• [DATA TO EXAMINE]:
########

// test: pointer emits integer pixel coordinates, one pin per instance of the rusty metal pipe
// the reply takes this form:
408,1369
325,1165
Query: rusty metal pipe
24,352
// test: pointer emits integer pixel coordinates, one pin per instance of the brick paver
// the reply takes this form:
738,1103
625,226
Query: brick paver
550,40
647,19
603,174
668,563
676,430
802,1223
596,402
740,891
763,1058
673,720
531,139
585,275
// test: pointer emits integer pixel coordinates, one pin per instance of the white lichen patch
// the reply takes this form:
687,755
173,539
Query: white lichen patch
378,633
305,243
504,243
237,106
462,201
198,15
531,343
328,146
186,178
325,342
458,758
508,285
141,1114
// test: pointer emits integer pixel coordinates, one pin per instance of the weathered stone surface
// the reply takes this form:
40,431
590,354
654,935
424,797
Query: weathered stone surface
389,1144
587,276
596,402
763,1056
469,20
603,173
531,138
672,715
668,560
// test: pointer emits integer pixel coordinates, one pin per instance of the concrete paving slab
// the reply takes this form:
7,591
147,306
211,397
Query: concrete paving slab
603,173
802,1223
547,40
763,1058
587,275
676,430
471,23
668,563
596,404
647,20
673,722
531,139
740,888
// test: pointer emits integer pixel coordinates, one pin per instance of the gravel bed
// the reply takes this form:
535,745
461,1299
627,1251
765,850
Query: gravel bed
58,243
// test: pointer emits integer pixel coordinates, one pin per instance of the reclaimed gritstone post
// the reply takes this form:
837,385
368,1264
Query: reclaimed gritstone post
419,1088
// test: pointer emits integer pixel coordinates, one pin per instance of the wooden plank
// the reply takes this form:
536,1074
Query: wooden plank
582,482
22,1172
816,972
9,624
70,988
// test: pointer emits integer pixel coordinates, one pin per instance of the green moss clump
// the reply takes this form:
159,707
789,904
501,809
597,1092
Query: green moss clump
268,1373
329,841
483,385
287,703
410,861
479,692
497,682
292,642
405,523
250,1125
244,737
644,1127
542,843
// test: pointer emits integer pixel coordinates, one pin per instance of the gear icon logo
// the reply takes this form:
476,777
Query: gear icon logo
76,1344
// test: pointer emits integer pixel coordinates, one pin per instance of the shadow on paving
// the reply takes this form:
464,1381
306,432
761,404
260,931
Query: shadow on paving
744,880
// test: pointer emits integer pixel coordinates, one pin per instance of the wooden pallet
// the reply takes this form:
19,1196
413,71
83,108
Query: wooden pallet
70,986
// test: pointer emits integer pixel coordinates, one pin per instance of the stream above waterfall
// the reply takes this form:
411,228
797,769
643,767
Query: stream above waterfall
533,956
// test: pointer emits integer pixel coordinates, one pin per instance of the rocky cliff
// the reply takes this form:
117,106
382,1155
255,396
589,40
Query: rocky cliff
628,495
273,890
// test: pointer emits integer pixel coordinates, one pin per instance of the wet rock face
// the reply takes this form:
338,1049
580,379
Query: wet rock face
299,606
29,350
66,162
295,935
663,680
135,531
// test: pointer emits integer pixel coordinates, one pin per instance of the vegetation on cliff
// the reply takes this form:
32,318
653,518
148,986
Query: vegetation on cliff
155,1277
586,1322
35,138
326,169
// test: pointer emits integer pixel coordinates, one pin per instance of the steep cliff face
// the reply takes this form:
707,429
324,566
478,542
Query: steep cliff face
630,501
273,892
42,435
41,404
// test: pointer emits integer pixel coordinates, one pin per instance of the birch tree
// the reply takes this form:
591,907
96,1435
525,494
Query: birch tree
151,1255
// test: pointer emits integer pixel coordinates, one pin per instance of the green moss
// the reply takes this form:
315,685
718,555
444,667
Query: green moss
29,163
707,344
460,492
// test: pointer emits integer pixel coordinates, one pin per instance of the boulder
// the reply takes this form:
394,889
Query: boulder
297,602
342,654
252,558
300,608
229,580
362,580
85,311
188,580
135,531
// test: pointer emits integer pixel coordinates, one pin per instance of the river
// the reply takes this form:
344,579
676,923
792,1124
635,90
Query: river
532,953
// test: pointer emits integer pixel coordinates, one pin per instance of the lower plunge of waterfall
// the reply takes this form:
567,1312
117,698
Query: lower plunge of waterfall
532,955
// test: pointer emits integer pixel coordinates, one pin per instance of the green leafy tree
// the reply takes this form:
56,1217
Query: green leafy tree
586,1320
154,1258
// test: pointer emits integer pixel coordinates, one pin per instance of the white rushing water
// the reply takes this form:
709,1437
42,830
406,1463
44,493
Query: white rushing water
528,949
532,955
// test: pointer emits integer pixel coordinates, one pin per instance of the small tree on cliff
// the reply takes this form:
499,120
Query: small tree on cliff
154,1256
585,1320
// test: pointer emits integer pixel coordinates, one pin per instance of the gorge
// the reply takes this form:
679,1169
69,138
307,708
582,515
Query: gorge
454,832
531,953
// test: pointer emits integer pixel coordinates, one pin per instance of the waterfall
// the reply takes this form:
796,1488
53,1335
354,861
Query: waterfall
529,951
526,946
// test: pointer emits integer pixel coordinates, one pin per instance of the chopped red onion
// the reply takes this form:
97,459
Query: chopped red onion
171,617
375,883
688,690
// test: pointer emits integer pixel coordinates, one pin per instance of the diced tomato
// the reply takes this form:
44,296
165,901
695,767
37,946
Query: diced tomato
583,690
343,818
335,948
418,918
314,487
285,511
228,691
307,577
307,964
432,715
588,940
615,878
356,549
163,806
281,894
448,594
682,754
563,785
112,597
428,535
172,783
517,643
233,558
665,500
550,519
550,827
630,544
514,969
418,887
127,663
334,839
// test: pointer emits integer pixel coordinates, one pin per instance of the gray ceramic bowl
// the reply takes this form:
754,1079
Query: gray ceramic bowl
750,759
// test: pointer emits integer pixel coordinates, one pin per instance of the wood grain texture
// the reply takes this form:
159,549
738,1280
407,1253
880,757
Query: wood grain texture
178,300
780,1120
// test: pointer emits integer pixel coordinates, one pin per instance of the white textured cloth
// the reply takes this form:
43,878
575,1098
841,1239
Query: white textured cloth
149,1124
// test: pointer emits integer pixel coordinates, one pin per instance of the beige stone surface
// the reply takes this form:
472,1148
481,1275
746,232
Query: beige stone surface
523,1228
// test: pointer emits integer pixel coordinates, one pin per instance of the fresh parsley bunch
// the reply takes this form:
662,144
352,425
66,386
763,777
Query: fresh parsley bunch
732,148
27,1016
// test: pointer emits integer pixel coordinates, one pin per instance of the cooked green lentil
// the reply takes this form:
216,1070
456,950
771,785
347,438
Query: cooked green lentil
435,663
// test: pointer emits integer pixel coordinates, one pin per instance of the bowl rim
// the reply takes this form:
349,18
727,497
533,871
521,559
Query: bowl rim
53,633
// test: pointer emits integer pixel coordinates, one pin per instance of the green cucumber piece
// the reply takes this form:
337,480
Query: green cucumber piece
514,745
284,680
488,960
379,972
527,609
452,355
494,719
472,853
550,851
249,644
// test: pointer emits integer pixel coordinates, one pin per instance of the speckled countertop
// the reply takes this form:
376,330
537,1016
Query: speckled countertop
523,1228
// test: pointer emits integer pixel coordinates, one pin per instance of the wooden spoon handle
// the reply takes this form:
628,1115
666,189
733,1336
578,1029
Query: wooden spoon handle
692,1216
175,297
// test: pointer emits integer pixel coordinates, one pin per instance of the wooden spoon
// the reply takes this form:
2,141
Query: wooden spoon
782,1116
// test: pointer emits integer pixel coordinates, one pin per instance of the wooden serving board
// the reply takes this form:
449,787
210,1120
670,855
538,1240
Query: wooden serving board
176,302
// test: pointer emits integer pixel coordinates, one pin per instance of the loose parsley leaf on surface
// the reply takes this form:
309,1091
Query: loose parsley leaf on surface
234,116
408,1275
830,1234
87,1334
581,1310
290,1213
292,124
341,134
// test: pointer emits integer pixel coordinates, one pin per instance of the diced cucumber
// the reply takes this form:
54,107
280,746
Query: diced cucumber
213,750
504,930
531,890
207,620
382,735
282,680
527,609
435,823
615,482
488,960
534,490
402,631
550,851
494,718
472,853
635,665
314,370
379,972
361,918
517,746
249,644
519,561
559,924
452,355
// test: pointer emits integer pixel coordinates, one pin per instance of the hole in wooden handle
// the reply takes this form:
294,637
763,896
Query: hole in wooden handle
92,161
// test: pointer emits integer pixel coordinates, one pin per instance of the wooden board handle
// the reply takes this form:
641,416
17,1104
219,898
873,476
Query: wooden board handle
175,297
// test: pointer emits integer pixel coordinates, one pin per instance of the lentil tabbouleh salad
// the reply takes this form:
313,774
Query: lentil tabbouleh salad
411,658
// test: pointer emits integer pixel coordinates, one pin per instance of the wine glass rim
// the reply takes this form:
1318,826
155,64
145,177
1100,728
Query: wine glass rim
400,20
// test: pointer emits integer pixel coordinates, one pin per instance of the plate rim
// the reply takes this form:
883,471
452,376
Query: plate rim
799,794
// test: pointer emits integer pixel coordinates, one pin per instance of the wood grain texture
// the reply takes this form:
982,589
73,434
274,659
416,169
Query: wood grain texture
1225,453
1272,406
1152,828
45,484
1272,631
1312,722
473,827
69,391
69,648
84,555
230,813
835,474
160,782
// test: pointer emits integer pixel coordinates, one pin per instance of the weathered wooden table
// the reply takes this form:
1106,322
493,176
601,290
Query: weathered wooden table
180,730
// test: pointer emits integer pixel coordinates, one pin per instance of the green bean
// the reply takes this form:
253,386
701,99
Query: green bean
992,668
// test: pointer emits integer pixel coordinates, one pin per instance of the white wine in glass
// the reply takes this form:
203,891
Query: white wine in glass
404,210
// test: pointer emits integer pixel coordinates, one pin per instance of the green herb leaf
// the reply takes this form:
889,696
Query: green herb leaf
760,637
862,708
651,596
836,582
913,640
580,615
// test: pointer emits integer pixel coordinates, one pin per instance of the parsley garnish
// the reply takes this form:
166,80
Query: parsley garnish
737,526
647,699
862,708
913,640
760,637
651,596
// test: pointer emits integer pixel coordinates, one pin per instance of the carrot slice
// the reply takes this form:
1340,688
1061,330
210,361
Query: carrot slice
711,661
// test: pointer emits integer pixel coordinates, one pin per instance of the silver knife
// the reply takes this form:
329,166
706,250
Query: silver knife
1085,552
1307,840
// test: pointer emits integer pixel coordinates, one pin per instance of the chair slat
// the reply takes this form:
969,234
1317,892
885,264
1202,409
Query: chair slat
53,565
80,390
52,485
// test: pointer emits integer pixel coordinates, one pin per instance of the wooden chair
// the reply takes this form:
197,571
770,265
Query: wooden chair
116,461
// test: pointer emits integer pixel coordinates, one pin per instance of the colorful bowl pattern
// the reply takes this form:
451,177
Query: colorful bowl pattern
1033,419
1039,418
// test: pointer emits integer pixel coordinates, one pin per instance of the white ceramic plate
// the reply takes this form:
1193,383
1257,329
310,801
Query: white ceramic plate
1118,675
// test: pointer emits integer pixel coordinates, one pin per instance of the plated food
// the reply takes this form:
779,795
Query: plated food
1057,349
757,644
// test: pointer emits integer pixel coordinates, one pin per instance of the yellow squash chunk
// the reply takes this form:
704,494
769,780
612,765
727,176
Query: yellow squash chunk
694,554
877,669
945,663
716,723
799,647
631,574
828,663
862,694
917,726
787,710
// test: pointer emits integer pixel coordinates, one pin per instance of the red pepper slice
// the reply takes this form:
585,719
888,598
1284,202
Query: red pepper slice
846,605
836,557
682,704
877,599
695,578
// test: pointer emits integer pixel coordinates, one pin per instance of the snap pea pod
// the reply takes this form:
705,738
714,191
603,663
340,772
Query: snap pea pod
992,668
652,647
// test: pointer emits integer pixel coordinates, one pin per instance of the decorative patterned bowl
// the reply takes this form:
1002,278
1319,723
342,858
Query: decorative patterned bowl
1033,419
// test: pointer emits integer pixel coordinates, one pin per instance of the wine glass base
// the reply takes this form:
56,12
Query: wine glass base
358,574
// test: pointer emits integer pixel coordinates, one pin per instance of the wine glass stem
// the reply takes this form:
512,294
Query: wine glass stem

########

• [TASK DIRECTIONS]: Taking the entries from their first line through the line with "the brick paver", inclusive, restate each line word for word and give nothing else.

• [OUTPUT OF THE TASK]:
// test: pointer emits integer pixel coordinates, one pin per instance of the rusty metal pipe
// the reply takes this form:
408,1369
325,1165
Query: rusty metal pipe
24,352
// test: pointer emits integer pixel coordinates, one pin per instance of the brick paver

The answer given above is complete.